§ **What you are asked to do**: Please write out every item below verbatim, omitting the pictures.

§ **Stored data**:
──────────────────────────────
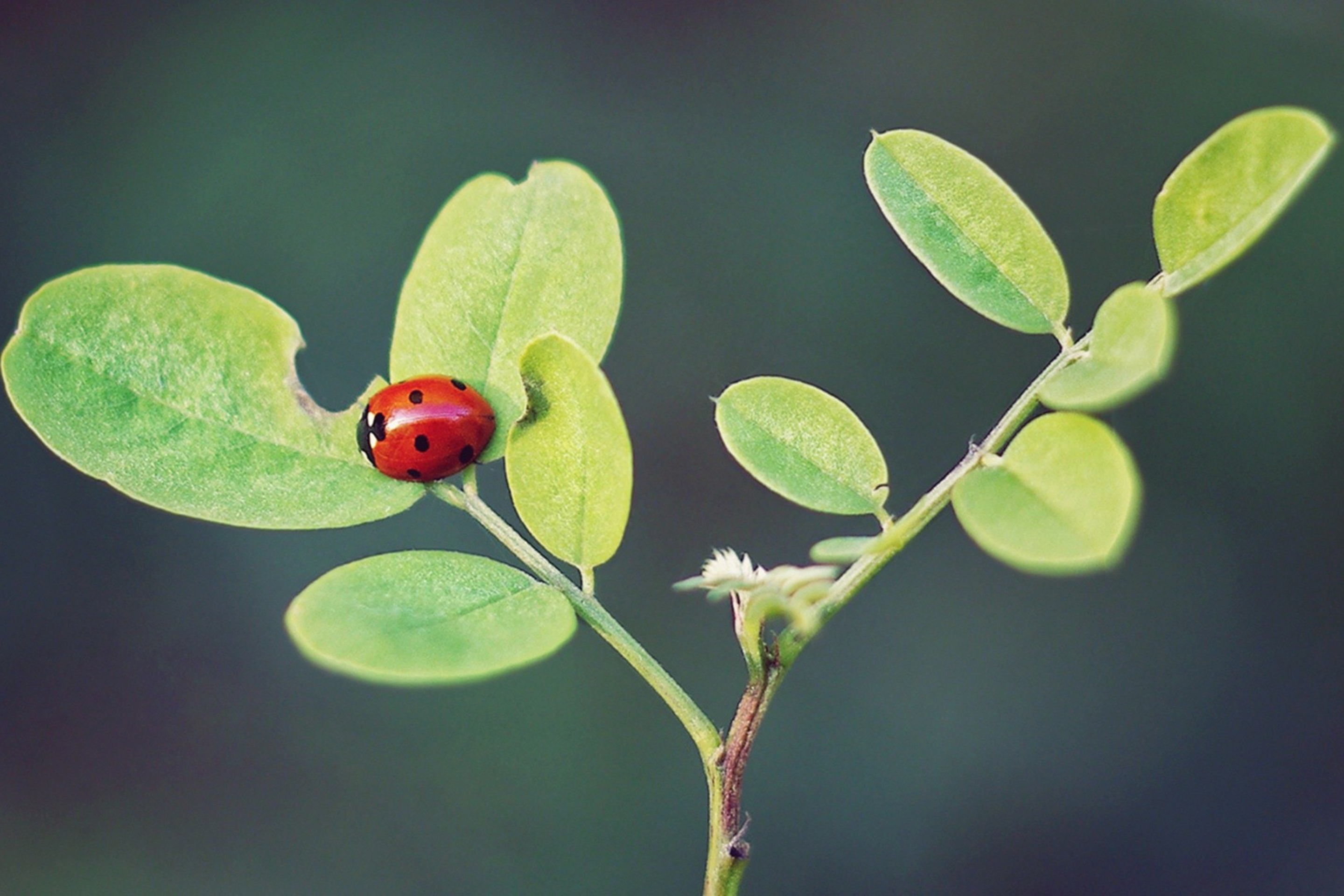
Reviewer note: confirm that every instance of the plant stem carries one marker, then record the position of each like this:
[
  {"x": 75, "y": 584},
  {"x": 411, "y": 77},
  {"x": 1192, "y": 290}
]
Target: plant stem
[
  {"x": 702, "y": 731},
  {"x": 729, "y": 851}
]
──────────────────────────────
§ **Written solution**:
Reviewer note: confirm that every instance of the plant stem carries one marker, then record the position of each like this:
[
  {"x": 75, "y": 584},
  {"x": 411, "y": 77},
  {"x": 1192, "y": 290}
]
Target: plant stem
[
  {"x": 702, "y": 731},
  {"x": 729, "y": 851}
]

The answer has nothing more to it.